▸ **GOAL**:
Copy out all the rows below, substituting "test set" for every occurrence of "evaluation set" and changing nothing else.

Position identification records
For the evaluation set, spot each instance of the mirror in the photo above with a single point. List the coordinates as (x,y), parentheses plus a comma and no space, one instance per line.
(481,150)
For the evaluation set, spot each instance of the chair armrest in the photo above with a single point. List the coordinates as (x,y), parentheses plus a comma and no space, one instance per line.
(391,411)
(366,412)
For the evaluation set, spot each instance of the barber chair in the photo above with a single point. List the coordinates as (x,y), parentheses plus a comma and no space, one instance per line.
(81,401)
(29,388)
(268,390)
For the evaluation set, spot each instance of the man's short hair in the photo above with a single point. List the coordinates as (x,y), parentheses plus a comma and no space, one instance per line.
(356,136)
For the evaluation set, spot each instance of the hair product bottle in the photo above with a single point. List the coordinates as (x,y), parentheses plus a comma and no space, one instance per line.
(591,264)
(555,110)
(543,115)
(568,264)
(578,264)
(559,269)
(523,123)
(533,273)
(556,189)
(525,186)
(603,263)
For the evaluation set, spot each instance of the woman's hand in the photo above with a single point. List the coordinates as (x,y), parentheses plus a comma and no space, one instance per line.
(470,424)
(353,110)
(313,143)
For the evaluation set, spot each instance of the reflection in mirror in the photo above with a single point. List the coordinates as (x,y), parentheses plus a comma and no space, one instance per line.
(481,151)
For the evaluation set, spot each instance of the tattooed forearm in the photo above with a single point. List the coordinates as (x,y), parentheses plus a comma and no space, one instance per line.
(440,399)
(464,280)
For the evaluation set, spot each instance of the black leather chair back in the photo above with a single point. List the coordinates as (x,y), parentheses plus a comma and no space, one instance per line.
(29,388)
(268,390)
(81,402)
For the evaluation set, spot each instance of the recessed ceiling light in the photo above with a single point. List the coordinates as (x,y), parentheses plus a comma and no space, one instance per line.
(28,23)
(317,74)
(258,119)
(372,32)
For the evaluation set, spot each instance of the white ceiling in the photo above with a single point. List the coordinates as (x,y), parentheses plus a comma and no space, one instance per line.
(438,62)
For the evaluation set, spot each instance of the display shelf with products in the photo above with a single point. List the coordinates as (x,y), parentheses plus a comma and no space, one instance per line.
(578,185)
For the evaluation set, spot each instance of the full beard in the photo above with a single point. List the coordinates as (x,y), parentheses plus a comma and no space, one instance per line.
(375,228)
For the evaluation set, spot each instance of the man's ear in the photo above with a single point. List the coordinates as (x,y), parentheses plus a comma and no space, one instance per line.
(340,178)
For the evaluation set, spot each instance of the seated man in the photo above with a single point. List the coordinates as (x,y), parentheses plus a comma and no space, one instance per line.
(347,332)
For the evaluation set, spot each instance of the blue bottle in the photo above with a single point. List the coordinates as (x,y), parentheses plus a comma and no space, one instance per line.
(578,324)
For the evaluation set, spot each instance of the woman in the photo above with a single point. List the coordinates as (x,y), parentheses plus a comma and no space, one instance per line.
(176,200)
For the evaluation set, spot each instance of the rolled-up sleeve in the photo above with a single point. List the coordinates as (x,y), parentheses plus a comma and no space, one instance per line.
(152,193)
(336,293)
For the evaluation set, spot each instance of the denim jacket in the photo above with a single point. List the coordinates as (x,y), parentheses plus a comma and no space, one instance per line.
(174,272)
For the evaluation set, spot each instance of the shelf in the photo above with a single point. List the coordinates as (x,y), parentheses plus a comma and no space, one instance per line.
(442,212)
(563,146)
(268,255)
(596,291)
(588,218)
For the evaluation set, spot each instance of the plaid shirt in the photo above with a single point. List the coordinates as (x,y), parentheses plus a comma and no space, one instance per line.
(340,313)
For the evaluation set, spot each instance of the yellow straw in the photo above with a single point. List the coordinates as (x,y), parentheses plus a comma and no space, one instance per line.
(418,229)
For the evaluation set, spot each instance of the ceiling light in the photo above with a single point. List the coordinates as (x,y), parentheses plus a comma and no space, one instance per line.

▸ **SOLUTION TO THE EXERCISE**:
For the test set, spot each instance of the mirror in the photo above with a single point. List the coordinates as (x,y), parentheses plus a comma and no space, one instance per line.
(481,150)
For the test set, spot each instance of the chair armrest in the photo above with a single point. List the coordinates as (x,y), parentheses plus a comma and no space, one instance per line.
(391,411)
(366,412)
For the test set, spot each instance of the barber chair in the photo above with a single point. List the coordinates as (x,y), parentheses plus a comma and no space, one instance per line.
(81,401)
(29,388)
(268,390)
For the test set, spot each instance of the man's short hair in the photo above with a single point. List the coordinates as (x,y), parentheses plus a comma and no space, one instance per line.
(356,136)
For the test set, spot each instance of the hair product bottle in the photo above with a single point. List the coordinates as (x,y), parentheses plus a comma and no space, one instance per line.
(591,264)
(555,110)
(543,115)
(568,264)
(578,264)
(559,269)
(523,123)
(533,273)
(556,189)
(525,186)
(603,263)
For the test set, spot each instance of the woman's hand in the photo above with a single point. List the coordinates as (x,y), parentheses plus a comma and no space, one instance per line.
(470,424)
(353,110)
(313,143)
For the test set, spot each instance of the reflection in mirror in the photo above with a single point. List the coordinates as (x,y), parentheses plus a comma and no space, one instance per line.
(481,151)
For the test set, spot each instance of the tattooed forearm in the photo above with a single point. List the coordinates as (x,y), parentheses plus a comma and no space, one instance per line.
(440,399)
(464,280)
For the test set, spot each instance of the black leather chair back in the photo above with a single point. List the coordinates as (x,y), parentheses plus a comma and no space, one instance per line.
(29,388)
(268,390)
(81,402)
For the test set, spot each instance of the recessed ceiling light in the photo above with a single point. List the coordinates as (x,y), parentheses plus a comma and no space, one instance per line.
(28,23)
(317,74)
(258,119)
(372,32)
For the test set, spot each instance of the white ceiling in the photo above with a single point. List the coordinates as (x,y), parentheses plus a comma and no space, one instance per line.
(438,62)
For the test set, spot each instance of the display shelf with products in the photo above with a single point. List the coordinates as (x,y), parentheses plus a comma and no space, one instance per line.
(578,185)
For the test set, spot each instance of the full beard in the photo above with a single point. List the coordinates as (x,y), parentheses plus a comma and no space, one instance per line.
(375,228)
For the test set, spot each instance of the man's ear in the photo above with a single point. List the coordinates as (x,y), parentheses plus a comma and no space, one instance per line.
(340,178)
For the test set, spot each instance of the seated man in the photo above with a single point. List the coordinates as (x,y), parentheses plus a comma and no space, one instance per line.
(347,332)
For the test set, spot each instance of the blue bottle in the photo above with a single point. List the coordinates as (x,y), parentheses plus a comma and no space, one instance per line.
(578,324)
For the test set, spot each instance of the woman in the photo above with a single point. List the coordinates as (x,y), parentheses plus a comma and no space, one instance per line.
(176,200)
For the test set, spot each instance of the rolled-up sleeve in the photo above with a single point. List the coordinates as (x,y), parentheses plus a comma and no space, one instance per line.
(152,193)
(336,293)
For the test set, spot each instance of the denim jacket in the photo above with a single point. List the coordinates as (x,y), parentheses plus a comma and no space, one instance per line.
(174,272)
For the test set, spot each instance of the shelf in the photo above with a single point. List the coordinates as (x,y), parentheses plus a comma and no space, one instance per line.
(442,212)
(563,146)
(268,255)
(596,291)
(588,218)
For the test set, spot each instance of the plaid shirt in the photo above with a single point. List the coordinates as (x,y), parentheses plus a comma and no space, one instance per line.
(340,313)
For the test set, spot each instance of the yellow straw in the photo above with a single point. List the coordinates as (x,y), parentheses plus a comma and no space, one instance per line.
(418,229)
For the test set, spot each instance of the ceiling light in the photo above with a single point. List the coordinates as (x,y), parentheses plus a comma and no space, one instance per line.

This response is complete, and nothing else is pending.